## BEGIN The data
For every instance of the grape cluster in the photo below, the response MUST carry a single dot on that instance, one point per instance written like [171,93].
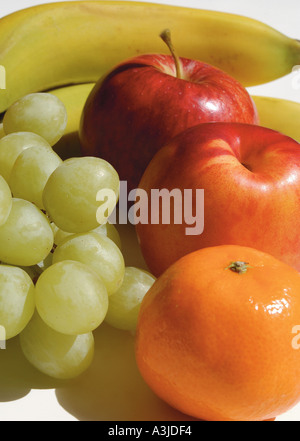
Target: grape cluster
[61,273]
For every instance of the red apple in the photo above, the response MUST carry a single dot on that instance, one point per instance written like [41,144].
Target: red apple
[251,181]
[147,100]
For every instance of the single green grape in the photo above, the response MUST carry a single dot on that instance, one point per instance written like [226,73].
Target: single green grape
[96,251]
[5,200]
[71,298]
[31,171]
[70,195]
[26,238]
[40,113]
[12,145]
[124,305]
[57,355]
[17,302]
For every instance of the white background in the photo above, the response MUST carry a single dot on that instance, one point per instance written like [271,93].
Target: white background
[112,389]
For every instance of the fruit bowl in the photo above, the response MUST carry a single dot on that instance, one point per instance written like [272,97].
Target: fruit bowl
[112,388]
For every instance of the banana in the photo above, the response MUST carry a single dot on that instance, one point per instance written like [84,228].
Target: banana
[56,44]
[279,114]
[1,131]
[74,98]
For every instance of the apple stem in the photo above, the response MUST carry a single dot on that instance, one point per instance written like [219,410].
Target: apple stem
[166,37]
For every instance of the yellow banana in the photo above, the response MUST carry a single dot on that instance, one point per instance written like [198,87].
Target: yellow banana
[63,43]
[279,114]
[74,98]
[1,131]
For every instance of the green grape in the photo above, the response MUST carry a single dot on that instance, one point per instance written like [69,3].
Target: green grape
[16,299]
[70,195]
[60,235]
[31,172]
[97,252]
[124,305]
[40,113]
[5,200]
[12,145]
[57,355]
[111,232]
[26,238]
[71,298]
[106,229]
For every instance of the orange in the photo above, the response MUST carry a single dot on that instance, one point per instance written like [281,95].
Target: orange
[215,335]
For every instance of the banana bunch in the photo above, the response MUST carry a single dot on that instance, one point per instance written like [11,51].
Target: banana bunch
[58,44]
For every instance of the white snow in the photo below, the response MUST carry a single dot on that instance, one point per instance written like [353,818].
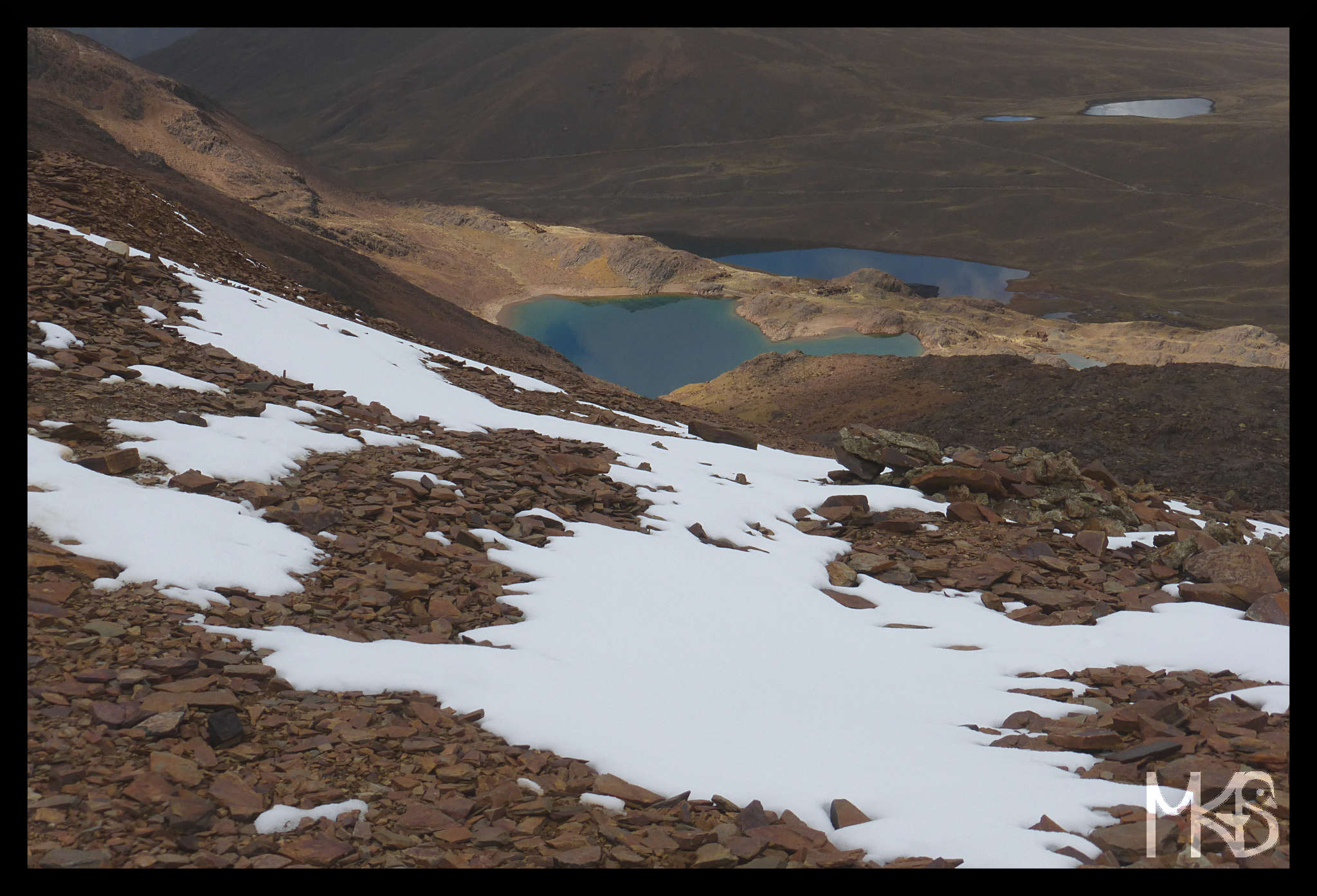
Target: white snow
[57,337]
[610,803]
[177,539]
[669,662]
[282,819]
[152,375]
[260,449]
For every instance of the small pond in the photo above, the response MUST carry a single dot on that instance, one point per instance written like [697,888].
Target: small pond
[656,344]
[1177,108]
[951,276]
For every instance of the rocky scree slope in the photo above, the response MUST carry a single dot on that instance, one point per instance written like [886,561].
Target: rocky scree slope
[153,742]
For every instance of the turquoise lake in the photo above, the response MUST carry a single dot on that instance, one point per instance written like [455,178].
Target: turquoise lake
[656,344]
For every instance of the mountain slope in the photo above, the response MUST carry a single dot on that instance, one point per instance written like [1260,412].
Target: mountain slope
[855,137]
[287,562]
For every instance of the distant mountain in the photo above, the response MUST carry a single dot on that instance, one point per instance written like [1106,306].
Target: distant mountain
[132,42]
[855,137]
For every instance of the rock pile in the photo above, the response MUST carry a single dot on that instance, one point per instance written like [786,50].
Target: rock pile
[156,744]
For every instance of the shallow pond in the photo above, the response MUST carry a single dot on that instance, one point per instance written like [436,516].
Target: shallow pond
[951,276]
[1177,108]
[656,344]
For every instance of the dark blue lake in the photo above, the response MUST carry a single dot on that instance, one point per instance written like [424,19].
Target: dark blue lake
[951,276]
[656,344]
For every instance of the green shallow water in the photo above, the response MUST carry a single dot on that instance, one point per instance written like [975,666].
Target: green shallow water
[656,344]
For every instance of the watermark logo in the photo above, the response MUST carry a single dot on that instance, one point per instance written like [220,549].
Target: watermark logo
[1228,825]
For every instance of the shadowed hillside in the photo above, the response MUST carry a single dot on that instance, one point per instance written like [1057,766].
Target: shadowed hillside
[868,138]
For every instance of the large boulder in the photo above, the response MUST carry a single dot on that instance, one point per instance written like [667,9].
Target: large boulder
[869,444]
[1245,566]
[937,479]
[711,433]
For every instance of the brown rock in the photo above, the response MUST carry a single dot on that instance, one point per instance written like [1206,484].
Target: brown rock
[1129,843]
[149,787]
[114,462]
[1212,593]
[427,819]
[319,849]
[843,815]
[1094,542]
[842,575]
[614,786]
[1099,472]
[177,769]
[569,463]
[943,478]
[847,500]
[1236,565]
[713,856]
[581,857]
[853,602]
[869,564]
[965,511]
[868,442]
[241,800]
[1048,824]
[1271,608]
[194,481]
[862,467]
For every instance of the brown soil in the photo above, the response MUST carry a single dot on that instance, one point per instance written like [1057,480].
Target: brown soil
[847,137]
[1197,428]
## END The data
- _To do_:
Can you retype every record above exactly, leaving out the pictures?

- _Full answer_:
For every instance of the grape cluster in the photo below, the response MUST carry a single dot on that instance, one point per instance written like [171,93].
Target: grape cluster
[61,273]
For every instance of the red apple in the photo above, the response MUST carry a single dot on that instance, one point per instance written like [41,144].
Target: red apple
[251,181]
[147,100]
For every instance of the single green grape in the photo above, the response MUST carry a single dot on that instance, one point per instance written like [226,73].
Target: single green grape
[96,251]
[5,200]
[71,298]
[31,171]
[70,195]
[26,238]
[40,113]
[12,145]
[124,305]
[57,355]
[17,302]
For every instance of the white background in the photo above, the response MUST carry a single dot on that instance, one point per instance written like [271,93].
Target: white background
[112,389]
For every instance of the fruit bowl in the photo above, the response MUST carry a single dot on that instance, one point per instance written like [272,97].
Target: fruit bowl
[112,388]
For every instance of the banana in the photo above, the response MUST carry a single dot on that instance, one point per instance written like [84,228].
Target: banana
[56,44]
[279,114]
[1,131]
[74,98]
For every instance of the apple stem in the photo above, the response MUST carry a single dot on that instance, one point per instance written like [219,410].
Target: apple stem
[166,37]
For every instance of the yellow banana in the photo above, the response MUST carry a single dot on that instance, one point per instance written like [198,87].
Target: yellow banana
[63,43]
[279,114]
[74,98]
[1,131]
For every instance of the green grape in the photo above, the response MUST carry a single dot on that instance, one point per instance written like [69,3].
Target: green grape
[16,299]
[70,195]
[60,235]
[31,172]
[97,252]
[124,305]
[40,113]
[5,200]
[12,145]
[57,355]
[111,232]
[26,238]
[71,298]
[106,229]
For every instance of the orange in the photo above, the response MUST carry a single dot on that instance, one point per instance written like [281,95].
Target: orange
[215,335]
For every instance of the banana bunch in the photo above, the response MUST carry a single dot on that instance, one point per instance written like [11,51].
Target: banana bunch
[58,44]
For every instance of the white snow in the photo below, the response MUST carry a single dot on that instance, one point per instance written like [353,818].
Target: white snow
[57,337]
[610,803]
[177,539]
[669,662]
[282,819]
[152,375]
[260,449]
For every instance of the small pond in the photo above, the response MUST carry a single dot on that instance, one point per instance written like [697,888].
Target: small pond
[656,344]
[1177,108]
[951,276]
For every instance of the rocky scree slope in the photo above, the response MUST carry a single dot on that instance, one point per instance written like [886,561].
Target: rocky scree slope
[153,742]
For every instance of the turquoise lake in the photo above, the response MUST carry a single dot on that instance, one point per instance written like [455,178].
Target: turquoise lake
[656,344]
For every instance of the mountain slope in the photo above, the response MUST carry a single dot on that instance, one point per instance written like [1260,412].
Target: mountain slope
[855,137]
[287,562]
For every instance of the distant mountain in the photo above, the response MUST carry a single dot on that instance, one point per instance written like [1106,306].
Target: distant mountain
[132,42]
[855,137]
For every instance of the rock pile in the photo above, the response MUST carry a single dot on that instance, one point per instance written like [786,50].
Target: rock pile
[156,744]
For every instance of the shallow pond in the photo above, the response MUST carry a single dot on that instance, one point per instance written like [436,516].
Target: shallow pond
[951,276]
[1177,108]
[656,344]
For every instance of the dark blue lake in the photo above, the response MUST carry a single dot on that instance, one point per instance written like [424,19].
Target: dark blue lake
[951,276]
[656,344]
For every instance of the green shallow water in the photo above, the response MUST carry a single dot on that instance, one point per instance written like [975,666].
Target: green shallow water
[656,344]
For every instance of the watermark logo in the photo above, the response MUST carry a single dot on that instance, one point per instance written like [220,549].
Target: watermark logo
[1228,825]
For every instance of the shadowed hillside in the photo above, the response MUST carry a single dot on that instance, one point per instance written like [1057,766].
Target: shadowed hillside
[868,138]
For every instance of the large boulder in the photo above, the response MUST carry a single dot on that instance, one point per instance written like [667,9].
Target: large boulder
[869,444]
[1245,566]
[937,479]
[711,433]
For every instance of the brown rock in the photo above, the response MUST carry a single dot on that instance, one point per instance written like [1206,484].
Target: brown rock
[1129,843]
[149,787]
[114,462]
[1212,593]
[427,819]
[319,849]
[843,815]
[1094,542]
[842,575]
[614,786]
[1099,472]
[177,769]
[569,463]
[943,478]
[847,500]
[1236,565]
[713,856]
[581,857]
[853,602]
[869,564]
[965,511]
[868,442]
[241,800]
[1048,824]
[1271,608]
[194,481]
[862,467]
For every instance of the brown soil in the photo above, the response MUST carry a single dot on that instance, one point per instance written like [1057,480].
Target: brown soil
[847,137]
[1197,428]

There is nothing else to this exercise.